= Data excerpts =
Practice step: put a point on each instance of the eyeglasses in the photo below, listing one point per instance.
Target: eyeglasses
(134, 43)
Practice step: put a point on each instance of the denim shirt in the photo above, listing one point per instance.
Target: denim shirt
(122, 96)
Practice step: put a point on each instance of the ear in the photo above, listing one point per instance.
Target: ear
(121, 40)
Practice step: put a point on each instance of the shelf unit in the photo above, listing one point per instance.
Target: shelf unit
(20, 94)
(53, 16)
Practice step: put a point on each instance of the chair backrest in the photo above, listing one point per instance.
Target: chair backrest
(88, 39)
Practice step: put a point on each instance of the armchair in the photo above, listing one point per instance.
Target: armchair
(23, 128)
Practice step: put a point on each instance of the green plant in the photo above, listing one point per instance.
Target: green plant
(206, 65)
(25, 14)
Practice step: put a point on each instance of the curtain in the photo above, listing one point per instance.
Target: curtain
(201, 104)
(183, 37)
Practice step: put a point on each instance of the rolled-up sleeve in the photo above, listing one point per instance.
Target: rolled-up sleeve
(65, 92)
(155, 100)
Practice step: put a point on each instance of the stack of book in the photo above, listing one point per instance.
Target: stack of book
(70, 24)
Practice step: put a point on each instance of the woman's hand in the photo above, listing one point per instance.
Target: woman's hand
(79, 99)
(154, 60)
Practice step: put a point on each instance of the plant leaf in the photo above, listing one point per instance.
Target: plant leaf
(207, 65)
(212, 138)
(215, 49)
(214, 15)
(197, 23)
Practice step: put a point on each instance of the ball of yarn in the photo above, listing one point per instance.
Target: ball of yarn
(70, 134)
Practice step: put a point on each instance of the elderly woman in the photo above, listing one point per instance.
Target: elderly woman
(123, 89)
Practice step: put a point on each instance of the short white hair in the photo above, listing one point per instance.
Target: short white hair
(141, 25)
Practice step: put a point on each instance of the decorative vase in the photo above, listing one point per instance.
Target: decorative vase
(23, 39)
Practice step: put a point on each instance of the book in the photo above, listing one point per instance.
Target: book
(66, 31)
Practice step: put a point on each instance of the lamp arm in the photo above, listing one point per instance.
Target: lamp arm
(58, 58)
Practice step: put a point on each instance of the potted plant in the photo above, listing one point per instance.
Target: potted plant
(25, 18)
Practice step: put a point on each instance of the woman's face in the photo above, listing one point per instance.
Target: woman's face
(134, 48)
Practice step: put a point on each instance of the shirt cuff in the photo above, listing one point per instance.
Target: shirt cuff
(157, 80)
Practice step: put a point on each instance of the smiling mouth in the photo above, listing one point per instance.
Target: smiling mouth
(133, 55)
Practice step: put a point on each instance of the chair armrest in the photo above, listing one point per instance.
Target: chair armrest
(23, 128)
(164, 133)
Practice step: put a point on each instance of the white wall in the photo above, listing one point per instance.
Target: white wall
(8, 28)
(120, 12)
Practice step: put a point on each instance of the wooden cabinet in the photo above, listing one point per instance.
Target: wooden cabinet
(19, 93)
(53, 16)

= Instructions to follow =
Rewrite the entries from the line containing "the woman's face" through the end of the entries as a two-column CSV with the headers instruction and answer. Give one row per entry, putting each value in a single quoted field and replacing line breaks with spaces.

= Answer to the problem =
instruction,answer
"Practice step: put a point on each instance of the woman's face in the photo above, listing one point per instance. Target: woman's face","(134, 48)"
"Practice step: put a point on each instance of the shirt cuff in the photo above, listing one point per instance. Target: shirt cuff","(157, 80)"
"Practice step: put a point on each instance of the smiling mouth in the photo above, listing one point per instance. Target: smiling mouth","(133, 55)"
"Practice step: put a point on each instance of the chair armrest in the photo above, listing one point per instance. Target: chair armrest","(23, 128) (164, 133)"
"Practice step: put a point on each instance of the white wall in the photo above, listing one point per instance. Target: white wall","(8, 28) (120, 12)"
"Practice step: put a point on each instance of the wooden cabinet in the photo above, listing one point per instance. Target: wooden cabinet","(19, 93) (53, 16)"